### Task list
(A) Decide whether each statement below agrees with the S&P 500 stock list. For each, answer yes or no and quote the words from the list that decide it. (i) Cabot Oil & Gas is listed among the top stocks with a year-to-date gain of 75%. (ii) AIG shares are trading below the government's recent offering price. (iii) Hudson City Bancorp offers a 3.9% yield.
(B) Carry the S&P 500 stock list below forward from its final line.

[Text provided Boundary: Start]

Top S&P 500 Stocks, Year-to-Date (via finviz.com as of mid-morning on July 1)
- National Semi (NSM) +80%: Thanks, Texas Instruments (TXN) …
- Cabot Oil & Gas (COG) +75%
- Biogen Idec (BIIB) +59%
This is good for the investors in those names, but no so good for long-term employment prospects. We know that healthcare costs are a major restraint on hiring, and the performance of the stocks suggests that premiums are still rising at an unhealthy clip.
Worst-Performing S&P 500 Stocks, Year-to-Date
- AIG (AIG) -39%: But, hey, above the government’s recent offering price.
- Monster Worldwide (MWW) -38%: Thanks for nothing, corporate America.
- Hudson City Bancorp (HCBK) -34%: A 3.9% yield and selling at 14% off book value, if you believe the book.

[Text provided Boundary: End]
[Listed entries Boundary: Start]

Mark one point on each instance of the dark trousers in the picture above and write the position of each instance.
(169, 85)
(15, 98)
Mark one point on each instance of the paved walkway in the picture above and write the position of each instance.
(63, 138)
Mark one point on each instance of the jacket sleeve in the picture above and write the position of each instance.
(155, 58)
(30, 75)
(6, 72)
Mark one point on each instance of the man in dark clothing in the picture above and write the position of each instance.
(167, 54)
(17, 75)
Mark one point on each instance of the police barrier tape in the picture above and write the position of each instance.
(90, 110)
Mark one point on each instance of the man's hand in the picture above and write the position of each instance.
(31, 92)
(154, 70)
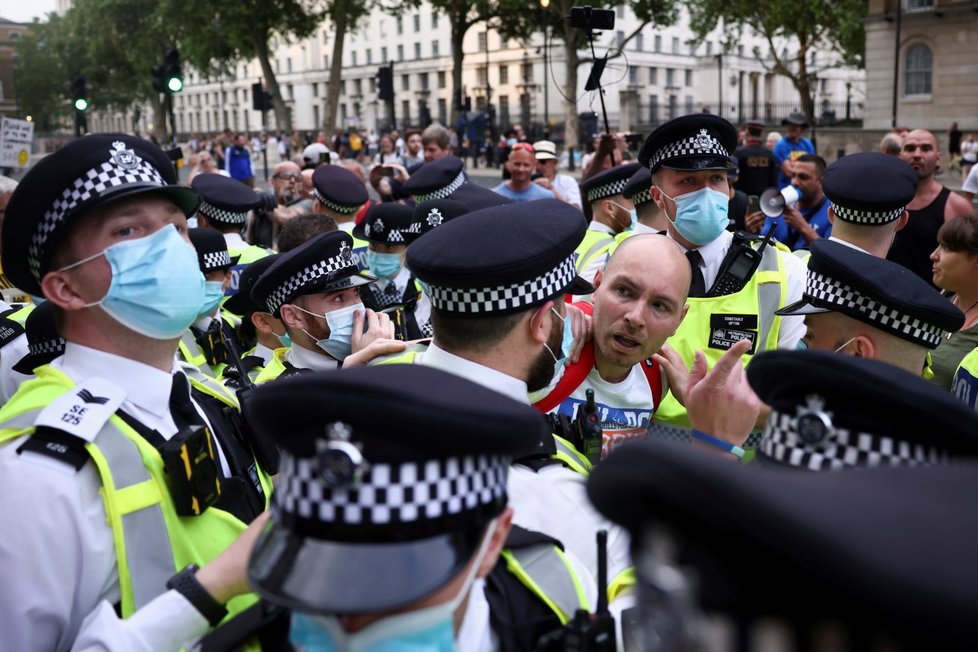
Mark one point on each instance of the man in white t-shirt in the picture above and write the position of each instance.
(639, 302)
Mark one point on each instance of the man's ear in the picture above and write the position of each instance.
(540, 323)
(497, 542)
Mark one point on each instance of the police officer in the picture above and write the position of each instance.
(225, 206)
(341, 195)
(695, 522)
(412, 533)
(498, 314)
(610, 215)
(857, 304)
(737, 286)
(869, 192)
(390, 229)
(103, 514)
(204, 344)
(444, 178)
(313, 289)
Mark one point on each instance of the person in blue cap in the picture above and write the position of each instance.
(101, 232)
(857, 304)
(737, 284)
(225, 205)
(341, 195)
(314, 291)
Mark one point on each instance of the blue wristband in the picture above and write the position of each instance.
(719, 443)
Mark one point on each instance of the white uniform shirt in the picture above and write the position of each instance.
(552, 500)
(57, 557)
(792, 328)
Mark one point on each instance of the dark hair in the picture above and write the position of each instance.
(960, 234)
(302, 228)
(813, 158)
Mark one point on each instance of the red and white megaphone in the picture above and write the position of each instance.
(773, 201)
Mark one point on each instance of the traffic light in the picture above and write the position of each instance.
(79, 97)
(172, 75)
(385, 83)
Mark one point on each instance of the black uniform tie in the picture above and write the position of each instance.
(697, 287)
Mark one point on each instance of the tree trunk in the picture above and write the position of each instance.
(340, 23)
(283, 117)
(459, 27)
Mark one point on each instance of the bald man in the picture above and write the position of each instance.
(931, 206)
(639, 302)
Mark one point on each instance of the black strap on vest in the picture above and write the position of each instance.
(517, 616)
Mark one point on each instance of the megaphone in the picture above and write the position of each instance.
(773, 201)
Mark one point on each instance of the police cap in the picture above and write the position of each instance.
(87, 173)
(698, 141)
(388, 223)
(223, 199)
(338, 189)
(241, 303)
(323, 264)
(886, 552)
(834, 411)
(869, 187)
(875, 291)
(389, 514)
(501, 260)
(44, 343)
(212, 249)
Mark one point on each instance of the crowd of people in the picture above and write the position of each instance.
(715, 394)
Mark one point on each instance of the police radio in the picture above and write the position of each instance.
(191, 470)
(739, 264)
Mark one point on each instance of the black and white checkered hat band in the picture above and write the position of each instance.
(216, 260)
(826, 292)
(506, 297)
(702, 144)
(56, 345)
(295, 283)
(221, 214)
(641, 197)
(841, 449)
(441, 193)
(609, 189)
(342, 209)
(94, 183)
(403, 494)
(857, 216)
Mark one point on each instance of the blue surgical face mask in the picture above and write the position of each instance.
(430, 629)
(701, 216)
(213, 294)
(384, 265)
(340, 323)
(157, 289)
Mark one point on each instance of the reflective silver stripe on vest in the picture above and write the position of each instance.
(768, 297)
(551, 574)
(149, 554)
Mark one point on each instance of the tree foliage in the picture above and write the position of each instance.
(792, 30)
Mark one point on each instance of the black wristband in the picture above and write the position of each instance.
(186, 584)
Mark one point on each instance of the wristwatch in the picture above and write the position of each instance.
(186, 584)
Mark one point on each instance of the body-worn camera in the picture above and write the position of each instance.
(190, 464)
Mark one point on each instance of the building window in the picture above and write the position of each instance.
(918, 64)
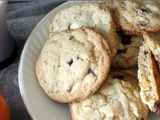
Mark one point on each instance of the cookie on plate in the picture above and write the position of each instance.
(153, 42)
(96, 16)
(117, 99)
(127, 51)
(137, 17)
(149, 78)
(73, 64)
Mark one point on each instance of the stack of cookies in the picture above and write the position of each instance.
(104, 60)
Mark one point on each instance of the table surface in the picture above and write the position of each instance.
(20, 26)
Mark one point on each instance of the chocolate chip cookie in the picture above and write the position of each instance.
(117, 99)
(73, 64)
(127, 51)
(149, 78)
(96, 16)
(137, 17)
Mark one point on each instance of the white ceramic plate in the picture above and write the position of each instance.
(39, 106)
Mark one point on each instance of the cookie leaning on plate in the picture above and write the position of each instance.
(149, 78)
(127, 51)
(137, 17)
(73, 64)
(96, 16)
(117, 99)
(153, 42)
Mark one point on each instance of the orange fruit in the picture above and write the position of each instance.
(4, 109)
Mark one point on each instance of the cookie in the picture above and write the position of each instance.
(130, 71)
(149, 78)
(117, 99)
(137, 17)
(127, 51)
(91, 15)
(73, 64)
(153, 42)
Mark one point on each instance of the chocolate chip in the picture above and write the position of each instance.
(142, 24)
(91, 72)
(70, 62)
(145, 53)
(157, 107)
(121, 51)
(71, 37)
(126, 39)
(121, 77)
(120, 32)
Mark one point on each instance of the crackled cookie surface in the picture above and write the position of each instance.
(91, 15)
(73, 64)
(135, 17)
(149, 78)
(127, 51)
(117, 99)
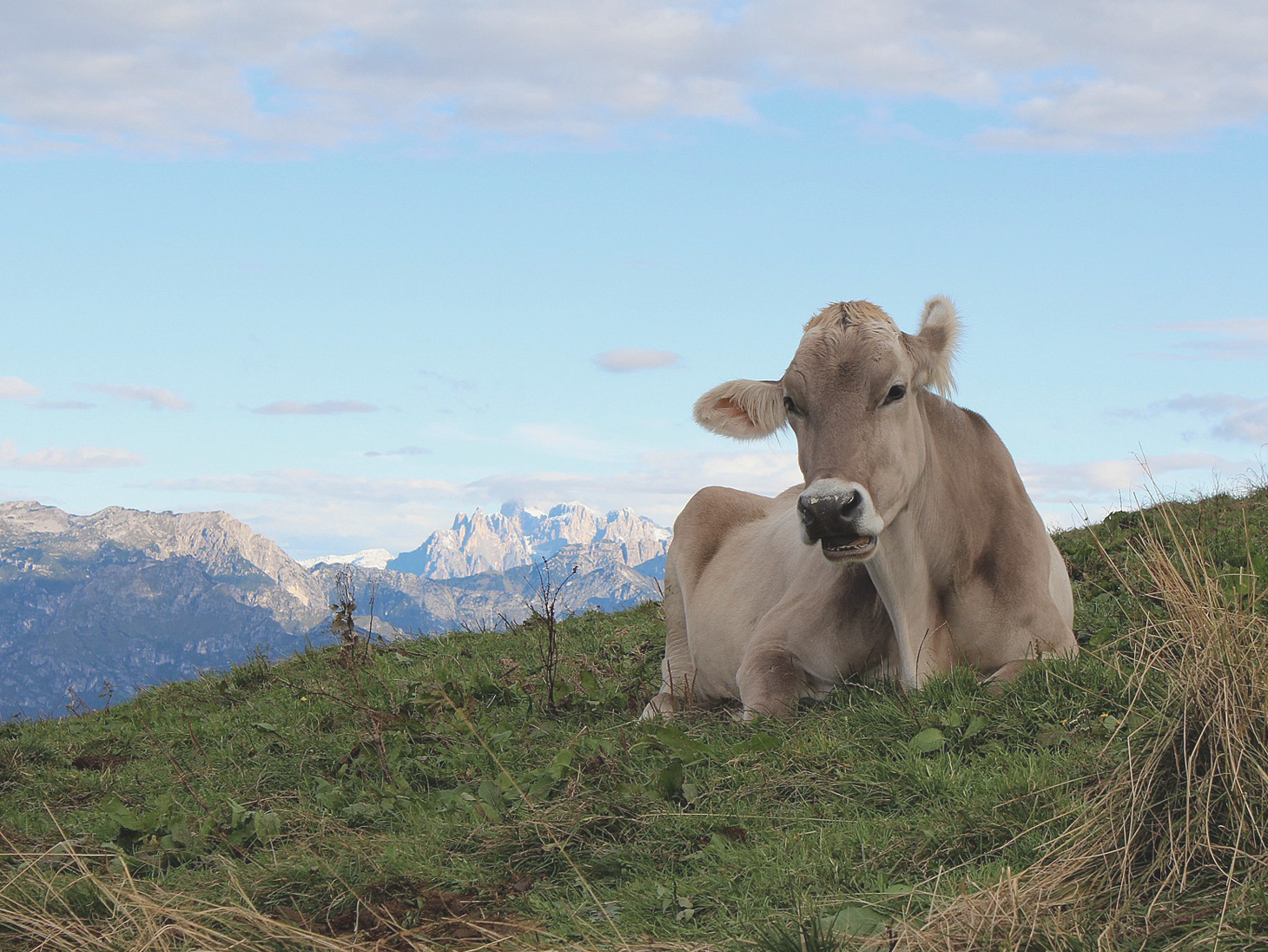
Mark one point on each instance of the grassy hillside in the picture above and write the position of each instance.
(427, 795)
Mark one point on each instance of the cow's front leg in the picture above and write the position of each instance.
(771, 681)
(677, 670)
(904, 585)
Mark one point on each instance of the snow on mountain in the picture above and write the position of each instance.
(516, 535)
(366, 558)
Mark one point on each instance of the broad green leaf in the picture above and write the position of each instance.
(855, 921)
(928, 741)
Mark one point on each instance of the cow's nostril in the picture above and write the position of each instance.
(805, 510)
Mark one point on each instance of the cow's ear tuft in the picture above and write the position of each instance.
(934, 347)
(742, 410)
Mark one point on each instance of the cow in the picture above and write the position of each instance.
(909, 549)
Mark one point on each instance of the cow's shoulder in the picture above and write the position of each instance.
(706, 520)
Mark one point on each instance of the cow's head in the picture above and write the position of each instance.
(852, 394)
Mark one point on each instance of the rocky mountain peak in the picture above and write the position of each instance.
(518, 535)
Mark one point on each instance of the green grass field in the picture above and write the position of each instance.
(424, 795)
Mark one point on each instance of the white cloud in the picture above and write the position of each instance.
(156, 397)
(402, 452)
(1237, 419)
(625, 359)
(63, 405)
(14, 388)
(321, 408)
(66, 459)
(295, 77)
(1097, 485)
(1232, 339)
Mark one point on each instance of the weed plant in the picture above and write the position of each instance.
(432, 795)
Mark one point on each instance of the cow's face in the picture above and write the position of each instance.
(852, 397)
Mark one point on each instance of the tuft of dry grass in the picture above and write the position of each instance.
(1172, 844)
(68, 899)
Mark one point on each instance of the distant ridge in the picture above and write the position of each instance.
(124, 598)
(518, 535)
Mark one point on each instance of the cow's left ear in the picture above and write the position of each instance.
(934, 347)
(743, 410)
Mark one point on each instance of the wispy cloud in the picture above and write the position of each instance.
(14, 388)
(295, 77)
(66, 459)
(1232, 339)
(1100, 482)
(63, 405)
(625, 359)
(1237, 419)
(321, 408)
(156, 397)
(402, 452)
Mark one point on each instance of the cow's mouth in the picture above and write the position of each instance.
(849, 546)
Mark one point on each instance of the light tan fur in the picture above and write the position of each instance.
(962, 571)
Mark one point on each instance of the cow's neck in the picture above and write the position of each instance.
(906, 568)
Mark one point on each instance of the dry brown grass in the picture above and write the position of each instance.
(1172, 844)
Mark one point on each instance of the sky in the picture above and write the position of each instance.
(347, 268)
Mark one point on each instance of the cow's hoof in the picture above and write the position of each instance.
(664, 705)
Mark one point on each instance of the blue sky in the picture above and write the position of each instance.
(345, 269)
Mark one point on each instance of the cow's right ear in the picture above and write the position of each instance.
(743, 410)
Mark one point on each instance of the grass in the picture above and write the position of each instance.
(432, 797)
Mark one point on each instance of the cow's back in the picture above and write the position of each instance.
(1008, 574)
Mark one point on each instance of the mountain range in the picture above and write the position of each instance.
(98, 606)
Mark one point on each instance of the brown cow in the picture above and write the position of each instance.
(911, 548)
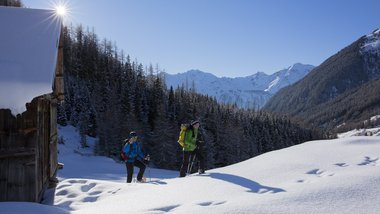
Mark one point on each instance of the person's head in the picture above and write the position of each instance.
(132, 136)
(195, 124)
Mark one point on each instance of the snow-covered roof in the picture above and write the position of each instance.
(29, 42)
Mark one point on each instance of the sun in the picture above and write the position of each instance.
(61, 10)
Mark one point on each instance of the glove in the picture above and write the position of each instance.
(146, 159)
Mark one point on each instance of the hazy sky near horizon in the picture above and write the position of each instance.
(231, 38)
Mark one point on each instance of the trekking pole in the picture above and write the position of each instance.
(190, 167)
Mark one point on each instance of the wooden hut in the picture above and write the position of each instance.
(31, 85)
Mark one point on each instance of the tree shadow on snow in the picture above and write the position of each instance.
(253, 186)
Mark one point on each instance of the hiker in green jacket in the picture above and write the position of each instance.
(191, 150)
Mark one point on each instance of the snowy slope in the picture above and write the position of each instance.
(246, 92)
(329, 176)
(28, 54)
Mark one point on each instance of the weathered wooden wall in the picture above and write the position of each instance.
(28, 151)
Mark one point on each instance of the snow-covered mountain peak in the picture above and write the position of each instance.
(372, 42)
(247, 92)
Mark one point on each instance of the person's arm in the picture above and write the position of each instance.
(140, 152)
(127, 149)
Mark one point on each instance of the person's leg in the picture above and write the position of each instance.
(185, 163)
(142, 167)
(201, 161)
(129, 172)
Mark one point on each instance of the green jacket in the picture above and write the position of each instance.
(190, 140)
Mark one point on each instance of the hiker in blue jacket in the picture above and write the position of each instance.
(134, 157)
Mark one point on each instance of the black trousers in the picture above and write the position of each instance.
(187, 157)
(130, 166)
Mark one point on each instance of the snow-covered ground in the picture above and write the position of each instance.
(327, 176)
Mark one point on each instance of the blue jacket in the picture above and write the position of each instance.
(133, 151)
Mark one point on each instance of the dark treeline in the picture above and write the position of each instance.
(11, 3)
(107, 95)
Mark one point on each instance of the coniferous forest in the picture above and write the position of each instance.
(107, 95)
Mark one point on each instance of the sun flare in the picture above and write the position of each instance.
(61, 10)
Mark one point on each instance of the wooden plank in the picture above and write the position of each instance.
(16, 153)
(3, 179)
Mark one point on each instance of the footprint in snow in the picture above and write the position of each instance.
(90, 199)
(166, 208)
(87, 187)
(369, 161)
(62, 192)
(211, 203)
(77, 181)
(341, 164)
(319, 173)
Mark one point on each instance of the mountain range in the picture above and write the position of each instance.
(340, 93)
(247, 92)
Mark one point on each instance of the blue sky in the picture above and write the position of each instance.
(231, 38)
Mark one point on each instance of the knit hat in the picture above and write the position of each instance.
(132, 134)
(194, 122)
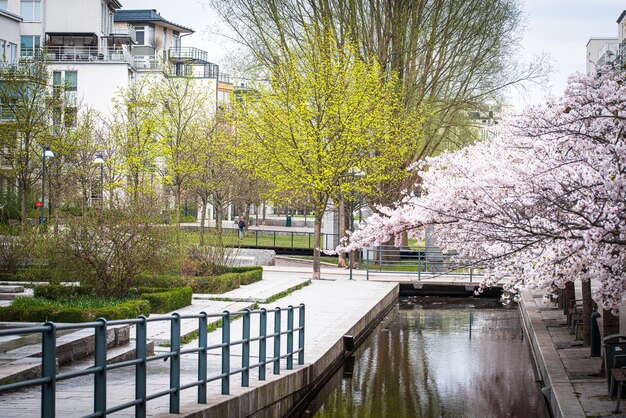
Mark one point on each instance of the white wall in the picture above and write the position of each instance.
(9, 30)
(73, 16)
(98, 83)
(593, 52)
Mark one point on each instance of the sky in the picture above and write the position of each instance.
(559, 28)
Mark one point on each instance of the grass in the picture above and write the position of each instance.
(253, 238)
(83, 302)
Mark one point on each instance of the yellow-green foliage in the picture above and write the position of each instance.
(325, 115)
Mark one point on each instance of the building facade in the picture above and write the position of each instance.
(607, 53)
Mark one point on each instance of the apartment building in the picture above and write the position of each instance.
(608, 52)
(9, 34)
(95, 48)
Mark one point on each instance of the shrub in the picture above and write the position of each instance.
(169, 300)
(207, 260)
(17, 248)
(109, 250)
(125, 310)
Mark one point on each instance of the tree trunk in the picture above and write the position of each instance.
(218, 223)
(177, 209)
(587, 309)
(23, 198)
(341, 206)
(202, 220)
(317, 243)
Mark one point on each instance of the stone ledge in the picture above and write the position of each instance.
(557, 386)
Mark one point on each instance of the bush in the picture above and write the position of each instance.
(109, 250)
(126, 310)
(207, 260)
(169, 300)
(17, 248)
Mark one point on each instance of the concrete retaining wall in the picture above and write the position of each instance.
(556, 383)
(279, 394)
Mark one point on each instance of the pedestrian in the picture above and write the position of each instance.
(242, 227)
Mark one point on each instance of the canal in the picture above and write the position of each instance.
(437, 357)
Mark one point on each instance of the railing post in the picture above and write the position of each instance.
(301, 335)
(202, 361)
(48, 370)
(277, 313)
(100, 362)
(225, 353)
(245, 349)
(262, 342)
(141, 351)
(290, 337)
(175, 364)
(419, 267)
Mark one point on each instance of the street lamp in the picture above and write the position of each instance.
(354, 174)
(100, 161)
(46, 153)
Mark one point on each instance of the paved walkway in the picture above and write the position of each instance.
(333, 306)
(570, 369)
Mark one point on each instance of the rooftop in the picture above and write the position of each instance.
(10, 15)
(147, 15)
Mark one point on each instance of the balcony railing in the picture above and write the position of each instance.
(189, 54)
(77, 54)
(147, 63)
(608, 54)
(127, 31)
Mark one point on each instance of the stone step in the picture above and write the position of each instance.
(11, 296)
(11, 289)
(30, 367)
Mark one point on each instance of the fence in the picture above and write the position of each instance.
(49, 376)
(424, 262)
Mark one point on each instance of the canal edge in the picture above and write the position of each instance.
(283, 395)
(556, 385)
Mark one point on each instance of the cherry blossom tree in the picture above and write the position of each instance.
(541, 205)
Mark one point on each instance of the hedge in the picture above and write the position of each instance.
(168, 300)
(126, 310)
(236, 277)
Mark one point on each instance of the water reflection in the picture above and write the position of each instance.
(435, 357)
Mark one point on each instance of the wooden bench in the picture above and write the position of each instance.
(619, 376)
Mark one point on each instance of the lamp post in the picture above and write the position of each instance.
(354, 173)
(46, 153)
(100, 161)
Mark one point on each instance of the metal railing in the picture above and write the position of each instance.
(49, 376)
(424, 262)
(187, 54)
(77, 54)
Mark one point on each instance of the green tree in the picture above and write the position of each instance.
(325, 114)
(181, 104)
(25, 102)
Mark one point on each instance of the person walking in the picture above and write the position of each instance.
(242, 227)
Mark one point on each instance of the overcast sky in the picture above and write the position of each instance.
(560, 28)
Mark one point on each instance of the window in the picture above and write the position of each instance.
(71, 81)
(31, 10)
(140, 34)
(29, 44)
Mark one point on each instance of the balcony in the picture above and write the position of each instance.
(608, 54)
(82, 54)
(123, 32)
(188, 55)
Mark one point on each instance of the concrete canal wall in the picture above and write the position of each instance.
(282, 395)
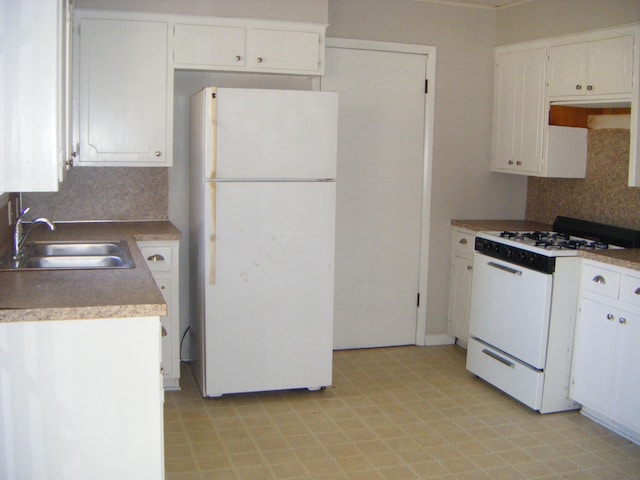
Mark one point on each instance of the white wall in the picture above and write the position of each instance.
(462, 185)
(293, 10)
(548, 18)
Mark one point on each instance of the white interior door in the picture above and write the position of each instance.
(379, 194)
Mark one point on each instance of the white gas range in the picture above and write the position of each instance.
(523, 307)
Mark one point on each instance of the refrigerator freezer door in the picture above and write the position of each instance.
(269, 314)
(273, 134)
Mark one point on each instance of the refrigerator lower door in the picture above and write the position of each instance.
(268, 320)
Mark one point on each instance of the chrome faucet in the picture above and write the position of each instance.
(20, 235)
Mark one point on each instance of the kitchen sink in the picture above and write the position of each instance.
(71, 256)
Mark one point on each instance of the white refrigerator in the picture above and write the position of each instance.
(262, 238)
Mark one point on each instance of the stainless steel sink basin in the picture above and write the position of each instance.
(71, 256)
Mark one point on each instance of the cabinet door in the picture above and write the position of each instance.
(34, 105)
(460, 297)
(123, 93)
(609, 67)
(282, 50)
(208, 46)
(601, 67)
(567, 74)
(519, 112)
(593, 355)
(162, 259)
(626, 388)
(168, 353)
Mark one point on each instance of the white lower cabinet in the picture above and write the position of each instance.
(604, 377)
(162, 260)
(460, 284)
(81, 399)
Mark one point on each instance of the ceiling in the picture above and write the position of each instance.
(489, 4)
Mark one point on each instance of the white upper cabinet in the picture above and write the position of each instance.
(289, 51)
(125, 91)
(35, 110)
(600, 67)
(519, 112)
(594, 70)
(218, 44)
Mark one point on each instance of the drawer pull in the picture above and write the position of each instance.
(497, 357)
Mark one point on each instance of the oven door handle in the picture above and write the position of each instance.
(497, 357)
(505, 268)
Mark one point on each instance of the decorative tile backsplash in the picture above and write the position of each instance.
(603, 196)
(105, 193)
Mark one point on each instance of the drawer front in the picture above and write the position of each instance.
(158, 258)
(630, 289)
(600, 280)
(510, 376)
(463, 243)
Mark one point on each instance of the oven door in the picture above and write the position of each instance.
(510, 308)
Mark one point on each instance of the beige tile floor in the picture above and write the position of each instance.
(392, 413)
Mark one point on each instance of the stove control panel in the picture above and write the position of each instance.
(515, 255)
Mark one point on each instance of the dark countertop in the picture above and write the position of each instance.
(82, 294)
(628, 258)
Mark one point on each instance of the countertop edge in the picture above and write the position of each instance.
(88, 294)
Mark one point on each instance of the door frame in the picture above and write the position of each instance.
(429, 111)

[Listed entries Boundary: End]

### Responses by item number
(A)
(i) Yes: "Cabot Oil & Gas (COG) +75%"
(ii) No: "But, hey, above the government’s recent offering price."
(iii) Yes: "A 3.9% yield"

(B)
Top Mid-Caps Year-to-Date (Market cap between $2 billion and $10 billion, share price above $5)
- Global Crossing (GLBC) +197%
- Pharmacett (VRUS) +158%: Hepatitis C is big business.
- Golar LNG (GLNG) +138%: Liquid natural gas might be, one day.
Filtering the top performing mid-caps for a forward P/E ratio below 15, price/cash flow under 10, earning per share growth this year above 20%, and a 20%-plus return on equity:
- GT Solar (SOLR) +78%: A silver lining in a cloudy sector.
- Domtar (UFS) +26%: I wrote about this, saying “Temple Inland Isn’t Alone,” but it's been flat since.
- ITT Educational Services (ESI) +23%
Top Developed Markets, YTD
Foreign market data from MSCI in local currency ... and your mileage may vary. Bespoke Group has Russia gaining 7.7%, while MSCI shows it barely above break-even.
- New Zealand +7.5%
- Ireland +7%: Started the year in the gutter.
- US +5.2%: Best-performing market that matters.
Worst Developed Markets, YTD
- Finland -16%: Alas, Nokia (NOK) is down 38% YTD.
- Greece -12.5%: One of the world’s most notable economic failures.
- Israel -12.4%: One of the world’s most noted economic successes.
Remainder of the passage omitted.